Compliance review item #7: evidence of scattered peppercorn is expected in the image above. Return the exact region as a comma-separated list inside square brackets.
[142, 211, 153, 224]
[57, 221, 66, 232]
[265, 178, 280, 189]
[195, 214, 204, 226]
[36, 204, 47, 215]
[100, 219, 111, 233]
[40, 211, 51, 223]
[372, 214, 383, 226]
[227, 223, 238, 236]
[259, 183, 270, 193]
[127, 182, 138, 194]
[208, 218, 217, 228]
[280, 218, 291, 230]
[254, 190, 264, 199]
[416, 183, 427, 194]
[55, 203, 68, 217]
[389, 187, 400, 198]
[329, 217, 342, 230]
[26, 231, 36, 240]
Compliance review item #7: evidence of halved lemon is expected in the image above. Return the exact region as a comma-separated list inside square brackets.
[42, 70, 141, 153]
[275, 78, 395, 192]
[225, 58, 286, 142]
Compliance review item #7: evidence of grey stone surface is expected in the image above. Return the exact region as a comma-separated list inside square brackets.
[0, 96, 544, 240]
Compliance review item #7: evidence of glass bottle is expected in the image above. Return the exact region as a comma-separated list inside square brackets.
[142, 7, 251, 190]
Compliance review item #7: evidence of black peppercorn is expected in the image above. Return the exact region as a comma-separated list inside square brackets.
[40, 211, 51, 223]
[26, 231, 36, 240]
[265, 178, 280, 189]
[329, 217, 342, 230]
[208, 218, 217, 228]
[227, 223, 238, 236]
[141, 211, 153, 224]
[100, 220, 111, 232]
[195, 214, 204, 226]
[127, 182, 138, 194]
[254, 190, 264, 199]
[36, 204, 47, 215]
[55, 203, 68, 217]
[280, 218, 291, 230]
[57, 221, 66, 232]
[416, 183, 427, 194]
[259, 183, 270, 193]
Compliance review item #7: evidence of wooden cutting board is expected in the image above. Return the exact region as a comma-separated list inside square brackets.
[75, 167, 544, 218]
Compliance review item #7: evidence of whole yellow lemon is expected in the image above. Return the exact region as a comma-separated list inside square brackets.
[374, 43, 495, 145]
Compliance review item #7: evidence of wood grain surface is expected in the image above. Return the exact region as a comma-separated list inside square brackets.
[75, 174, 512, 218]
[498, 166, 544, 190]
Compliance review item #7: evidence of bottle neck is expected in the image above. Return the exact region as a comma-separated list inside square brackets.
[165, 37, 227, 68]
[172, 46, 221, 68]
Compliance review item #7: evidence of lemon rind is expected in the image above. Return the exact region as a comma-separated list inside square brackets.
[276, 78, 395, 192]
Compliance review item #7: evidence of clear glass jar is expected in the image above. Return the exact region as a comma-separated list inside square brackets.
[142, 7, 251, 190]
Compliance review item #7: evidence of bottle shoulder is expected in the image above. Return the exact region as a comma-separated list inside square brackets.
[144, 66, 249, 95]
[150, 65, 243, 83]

========================

## CHALLENGE
Can you reproduce every one of the records above word for word, leaving nothing out?

## ANSWER IN FULL
Compliance review item #7: evidence of scattered peppercorn is expected in the image above. Return the exact region as a comma-separated list inside square brackets.
[142, 211, 153, 224]
[57, 221, 66, 232]
[265, 178, 280, 189]
[195, 214, 204, 226]
[36, 204, 47, 215]
[100, 219, 111, 233]
[40, 211, 51, 223]
[372, 214, 383, 226]
[227, 223, 238, 236]
[259, 183, 270, 193]
[127, 182, 138, 194]
[208, 218, 217, 228]
[280, 218, 291, 230]
[254, 190, 264, 199]
[416, 183, 427, 194]
[55, 203, 68, 217]
[389, 187, 400, 198]
[329, 217, 342, 230]
[26, 231, 36, 240]
Compliance review item #7: evidence of halved lemon is expected in the image above. Return the exact region as a comma-separated list inside square brackets.
[42, 70, 141, 153]
[275, 78, 395, 192]
[225, 58, 286, 142]
Compliance review item #7: evidence of grey stone surface is expected in the image above. Return the exact region as a comma-separated list inside square brackets.
[0, 96, 544, 240]
Compliance review item #7: evidence of glass bottle is expected in the image above. Return the exact region as a comma-separated list inside square brackets.
[142, 7, 251, 190]
Compliance review item #7: evidence of black peppercorn is expected in the image above. Return the exact region as a comma-separated list inside square brackets.
[40, 211, 51, 223]
[26, 231, 36, 240]
[265, 178, 280, 189]
[329, 217, 342, 230]
[208, 218, 217, 228]
[227, 223, 238, 236]
[141, 211, 153, 224]
[100, 220, 111, 232]
[195, 214, 204, 226]
[127, 182, 138, 194]
[254, 190, 264, 199]
[36, 204, 47, 215]
[55, 203, 68, 217]
[280, 218, 291, 230]
[57, 221, 66, 232]
[416, 183, 427, 194]
[259, 183, 270, 193]
Compliance review item #7: evidence of wooden cutting board is expected in the image above. Return the exact region as a comma-separated list inside square brackets.
[75, 167, 544, 218]
Compliance review item #7: evidence of whole yellow lemon is expected in the image above. Return the exact region as a comma-separated list inside square brackets.
[374, 43, 495, 145]
Compliance review item #7: evidence of wood grain surface is expected in the image above. Return the exact region as a comma-separated list inside square brackets.
[75, 174, 512, 218]
[498, 166, 544, 190]
Compliance review item #7: evidence of bottle neck is expected in the image above. Return the exact region as a comma-separated list inside square brackets.
[165, 37, 227, 68]
[172, 46, 221, 68]
Compliance review item #7: evidence of lemon rind is expected in the image above. Return the exact region as a comma-separated list inside square brackets.
[276, 78, 395, 192]
Compliance review item #7: evidence of clear glass jar is expected in the image above. Return the exact region as a comma-separated list inside square brackets.
[142, 7, 251, 190]
Compliance review item #7: evidence of bottle shoulder is expected in the image above. Return the exact region as a comma-separated list inside square brackets.
[144, 66, 249, 95]
[150, 65, 243, 83]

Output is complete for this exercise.